ABOUT THIS EXERCISE:
Restate word for word, and only, the lines that extend from the line containing "the woman's outstretched" through the end of the records below.

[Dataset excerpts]
━━━━

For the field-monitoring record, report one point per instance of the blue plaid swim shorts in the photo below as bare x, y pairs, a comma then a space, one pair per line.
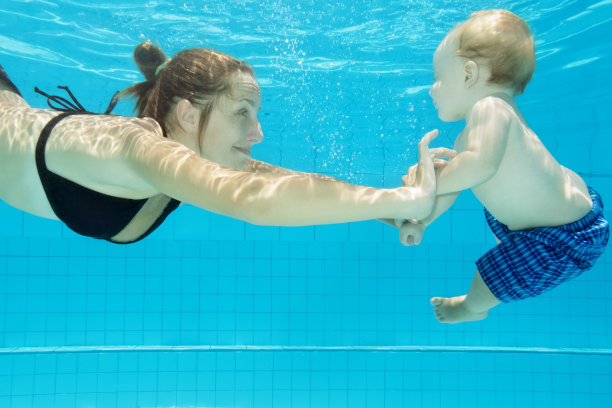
527, 263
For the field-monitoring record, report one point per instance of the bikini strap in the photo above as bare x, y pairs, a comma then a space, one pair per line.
62, 104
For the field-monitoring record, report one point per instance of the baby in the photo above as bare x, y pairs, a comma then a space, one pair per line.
549, 224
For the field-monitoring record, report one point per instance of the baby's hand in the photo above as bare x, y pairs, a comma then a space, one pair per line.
438, 156
411, 232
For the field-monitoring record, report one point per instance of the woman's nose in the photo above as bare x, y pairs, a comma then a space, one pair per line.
255, 134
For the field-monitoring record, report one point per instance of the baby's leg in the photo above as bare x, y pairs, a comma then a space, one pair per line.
473, 306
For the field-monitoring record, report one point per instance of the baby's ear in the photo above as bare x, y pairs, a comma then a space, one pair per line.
471, 73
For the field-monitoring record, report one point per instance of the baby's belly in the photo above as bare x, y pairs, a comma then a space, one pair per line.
531, 205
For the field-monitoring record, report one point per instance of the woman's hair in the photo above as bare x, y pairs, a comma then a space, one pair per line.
503, 40
198, 75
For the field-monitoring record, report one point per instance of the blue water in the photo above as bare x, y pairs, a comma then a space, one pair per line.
213, 312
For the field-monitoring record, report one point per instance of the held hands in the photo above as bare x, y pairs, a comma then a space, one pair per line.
437, 156
411, 232
430, 162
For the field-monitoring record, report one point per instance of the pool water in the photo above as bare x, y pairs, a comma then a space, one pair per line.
213, 312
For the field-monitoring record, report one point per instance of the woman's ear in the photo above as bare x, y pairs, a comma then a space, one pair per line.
187, 115
471, 73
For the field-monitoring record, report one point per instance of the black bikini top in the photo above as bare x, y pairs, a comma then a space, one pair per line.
86, 211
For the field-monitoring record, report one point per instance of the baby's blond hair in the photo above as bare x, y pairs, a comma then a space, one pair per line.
503, 41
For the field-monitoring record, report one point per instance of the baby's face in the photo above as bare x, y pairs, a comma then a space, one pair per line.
448, 89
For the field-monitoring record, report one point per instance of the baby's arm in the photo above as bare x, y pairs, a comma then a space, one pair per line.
480, 147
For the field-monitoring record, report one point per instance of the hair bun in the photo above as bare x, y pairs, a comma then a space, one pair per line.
148, 57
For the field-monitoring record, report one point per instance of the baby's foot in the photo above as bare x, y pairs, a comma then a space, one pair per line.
453, 310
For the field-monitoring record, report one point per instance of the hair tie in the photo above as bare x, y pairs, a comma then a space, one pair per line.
162, 66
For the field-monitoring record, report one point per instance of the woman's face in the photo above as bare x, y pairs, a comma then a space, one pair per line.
233, 127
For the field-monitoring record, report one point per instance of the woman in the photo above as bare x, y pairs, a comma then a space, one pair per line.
117, 178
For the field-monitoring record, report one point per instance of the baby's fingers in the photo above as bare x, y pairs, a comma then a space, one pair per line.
424, 143
442, 153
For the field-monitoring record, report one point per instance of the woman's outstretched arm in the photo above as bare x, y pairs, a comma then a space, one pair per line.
274, 198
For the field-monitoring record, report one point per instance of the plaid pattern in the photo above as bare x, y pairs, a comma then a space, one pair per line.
528, 263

━━━━

SOLUTION TO THIS TASK:
For the field-monitoring record, report one point per instance of the woman's outstretched arm in the photo above as bare x, y pairs, a comma then a space, one pair per line.
274, 198
For the field-monitoring record, report one point per instance of the plaid pattern in the photo above as bare x, y pairs, a comma then a space, one pair per line.
528, 263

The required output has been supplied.